-------- The data --------

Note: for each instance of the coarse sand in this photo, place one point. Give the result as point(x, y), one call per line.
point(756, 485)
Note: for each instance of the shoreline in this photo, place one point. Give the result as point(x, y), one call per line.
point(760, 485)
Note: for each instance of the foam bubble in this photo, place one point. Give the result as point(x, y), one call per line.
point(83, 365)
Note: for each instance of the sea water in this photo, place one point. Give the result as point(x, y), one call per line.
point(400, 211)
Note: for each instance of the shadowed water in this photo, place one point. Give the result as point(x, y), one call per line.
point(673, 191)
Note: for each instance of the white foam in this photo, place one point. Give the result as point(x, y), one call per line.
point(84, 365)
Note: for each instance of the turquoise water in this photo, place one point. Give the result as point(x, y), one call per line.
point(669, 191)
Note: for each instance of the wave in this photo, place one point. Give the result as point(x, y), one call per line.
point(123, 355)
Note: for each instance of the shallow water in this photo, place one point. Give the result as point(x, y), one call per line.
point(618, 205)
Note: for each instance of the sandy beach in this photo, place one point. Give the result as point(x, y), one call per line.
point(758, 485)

--------
-------- The data --------

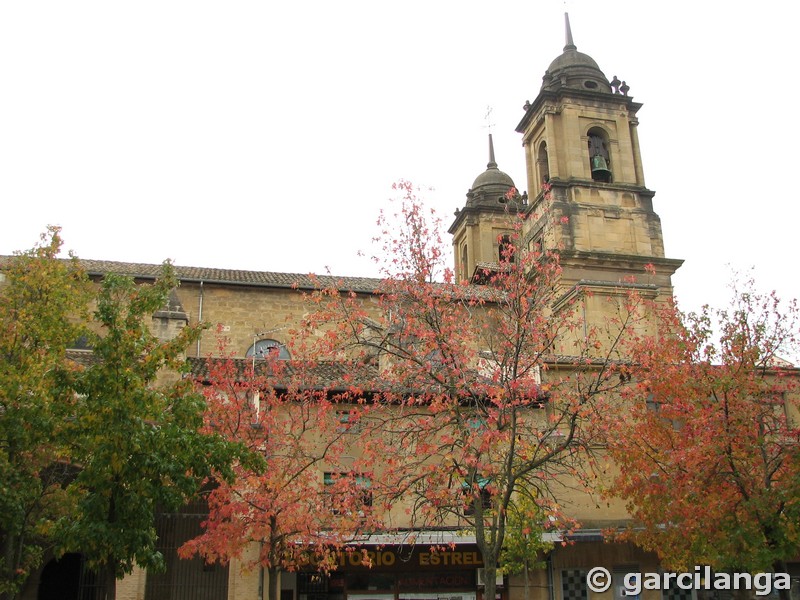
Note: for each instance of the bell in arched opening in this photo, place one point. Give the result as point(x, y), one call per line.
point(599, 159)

--------
-------- The data --------

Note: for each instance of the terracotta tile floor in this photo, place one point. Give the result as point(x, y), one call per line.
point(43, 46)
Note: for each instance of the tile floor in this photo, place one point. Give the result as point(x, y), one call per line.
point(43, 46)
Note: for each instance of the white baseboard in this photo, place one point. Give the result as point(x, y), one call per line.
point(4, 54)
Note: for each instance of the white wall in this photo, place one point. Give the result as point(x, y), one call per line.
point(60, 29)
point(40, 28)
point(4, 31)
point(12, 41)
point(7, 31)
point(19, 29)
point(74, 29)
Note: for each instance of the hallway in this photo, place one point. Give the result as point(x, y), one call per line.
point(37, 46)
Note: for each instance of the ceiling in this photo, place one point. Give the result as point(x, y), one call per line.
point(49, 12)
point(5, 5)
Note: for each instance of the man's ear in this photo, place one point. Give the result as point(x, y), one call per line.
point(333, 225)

--------

__What you are asked to do__. Convert the records into a numbered list, starting at the line containing "Note: for each instance of the foam" and stopping after the line containing "point(673, 191)". Omit any blank lines.

__Response to the task__.
1. Note: for each instance of the foam bubble in this photo, place one point. Give the result as point(x, y), one call per line.
2. point(83, 365)
3. Note: for each instance of the sea water in this photo, place one point. Give the result as point(x, y), one call per line.
4. point(400, 211)
5. Note: for each instance of the shadowed water in this photo, place one point. Give the result as point(x, y), one call per line.
6. point(673, 191)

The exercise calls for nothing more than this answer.